Consigne écrite —
Répondez s'il vous plaît à ces questions sur l'extrait consacré à la récolte d'eau de pluie à Bruxelles :
1. Dans quelle vallée habitent Laurent et Françoise ?
2. Selon Françoise, à combien de mètres cubes par an leur consommation d'eau est-elle passée ?
3. D'après la citation de Kevin De Bondt, que n'est-il pas rare de constater lors de pluies intenses ?

Extrait à lire —

# # # # # # #

Cette impasse dans laquelle nous nous trouvons montre que la solution ne réside pas (ou du moins pas uniquement) dans le développement de techniques de plus en plus sophistiquées ; mais plutôt dans la mise en place d’un maillage de solutions simples, décentralisées, adaptées à la topographie bruxelloise et susceptibles d’être mise en place par des citoyens ordinaires, au sein de leur propre domicile. Pour en savoir plus, nous sommes allés à la rencontre de Laurent et Françoise, qui habitent dans le bassin versant de la Woluwe ; plus exactement dans la vallée du Watermaelbeek, à Auderghem. Il y a trois ans, le couple a profité des travaux de rénovation de leur maison pour y installer un système de récolte d’eau pluviale pour les sanitaires, la machine à laver et l’eau de jardin. Conséquence : leur consommation a été divisée par trois. “On était à 100 mètres cubes par an, pour nous deux. On est passé à 33”, explique Françoise.

Considérations économiques mises à part, le fait d’aménager chez soi un système de récolte d’eau de pluie – comme celui de Françoise et Laurent – revient à rendre un service à la collectivité. En effet, additionnées à d’autres, leur citerne joue un rôle de « tampon » dans la rue, le quartier et plus largement toute la vallée du Watermaelbeek : c’est-à-dire qu’elle ne leur permet pas seulement d’économiser l’eau de ville et de faire des économies, mais aussi aussi de réduire les risques de saturation du réseau d’évacuation, au niveau des zones inondables du quartier. “Si toutes les maisons dans les bassins versants étaient équipées de ce genre d’installation – souligne Laurent – il y aurait beaucoup moins de problèmes d’inondation.”

Illustration : Dominique Nalpas, "De la solidartié de bassin versant à une gestion de l'eau par vallée : la place des particuliers"

Source : D. Nalpas (EGEB-SGWB)

« [L]ors de pluies intenses, il n’est pas rare de constater des inondations dans les vallées bruxelloises. Comprendre que le voisin de l’aval est inondé par les eaux qui ruissellent sur sa propre toiture est un premier pas pour une solidarité entre ceux qui subissent les conséquences et ceux qui regardent les dégâts d’en haut. Tous deux devraient avoir à coeur de voir la situation s’arranger et de prendre des mesures adéquates. Ces mesures spécifiques seront d’autant plus adéquates qu’elles intègrent l’environnement topographique et hydrique local ». (Kevin De Bondt, in Bruxelles en Mouvements n°247-248, avril-mai 2011)

# # # # # # #

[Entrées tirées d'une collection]
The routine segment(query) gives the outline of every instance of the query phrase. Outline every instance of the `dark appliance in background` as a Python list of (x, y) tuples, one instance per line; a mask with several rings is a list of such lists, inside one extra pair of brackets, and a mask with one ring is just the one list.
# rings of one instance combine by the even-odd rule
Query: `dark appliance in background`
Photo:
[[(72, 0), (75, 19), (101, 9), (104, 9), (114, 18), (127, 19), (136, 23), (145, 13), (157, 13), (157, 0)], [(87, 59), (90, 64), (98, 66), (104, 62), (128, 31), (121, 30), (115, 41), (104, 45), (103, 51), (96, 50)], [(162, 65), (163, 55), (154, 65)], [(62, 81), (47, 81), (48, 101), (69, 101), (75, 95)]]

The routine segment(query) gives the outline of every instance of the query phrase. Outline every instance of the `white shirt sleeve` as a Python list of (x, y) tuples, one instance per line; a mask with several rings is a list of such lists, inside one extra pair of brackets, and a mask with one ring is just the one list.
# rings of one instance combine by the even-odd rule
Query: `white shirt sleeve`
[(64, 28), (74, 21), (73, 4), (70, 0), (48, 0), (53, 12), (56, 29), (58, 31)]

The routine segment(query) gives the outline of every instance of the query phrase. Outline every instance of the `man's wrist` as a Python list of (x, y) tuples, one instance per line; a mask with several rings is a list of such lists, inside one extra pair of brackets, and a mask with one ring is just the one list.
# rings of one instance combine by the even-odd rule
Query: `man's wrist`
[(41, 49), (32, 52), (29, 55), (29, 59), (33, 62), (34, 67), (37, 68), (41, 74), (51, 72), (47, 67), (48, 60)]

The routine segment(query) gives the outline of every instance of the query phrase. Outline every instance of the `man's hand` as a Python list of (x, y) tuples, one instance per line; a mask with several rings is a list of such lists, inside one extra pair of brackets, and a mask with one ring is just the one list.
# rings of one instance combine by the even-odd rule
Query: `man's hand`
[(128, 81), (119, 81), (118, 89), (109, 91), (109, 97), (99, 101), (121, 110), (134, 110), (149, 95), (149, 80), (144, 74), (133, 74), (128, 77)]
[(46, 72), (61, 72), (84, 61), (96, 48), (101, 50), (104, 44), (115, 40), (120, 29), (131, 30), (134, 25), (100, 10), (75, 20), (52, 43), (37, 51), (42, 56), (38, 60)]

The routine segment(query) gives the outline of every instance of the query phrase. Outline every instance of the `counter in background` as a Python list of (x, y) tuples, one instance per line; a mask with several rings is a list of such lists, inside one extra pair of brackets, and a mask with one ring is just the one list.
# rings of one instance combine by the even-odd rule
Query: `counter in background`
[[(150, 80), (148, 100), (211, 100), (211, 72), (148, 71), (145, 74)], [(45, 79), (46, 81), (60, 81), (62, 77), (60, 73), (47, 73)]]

# # # # # # #

Corrigé de l'exercice —
1. Dans la vallée du Watermaelbeek, à Auderghem.
2. Elle est passée de 100 à 33 mètres cubes par an.
3. Des inondations dans les vallées bruxelloises.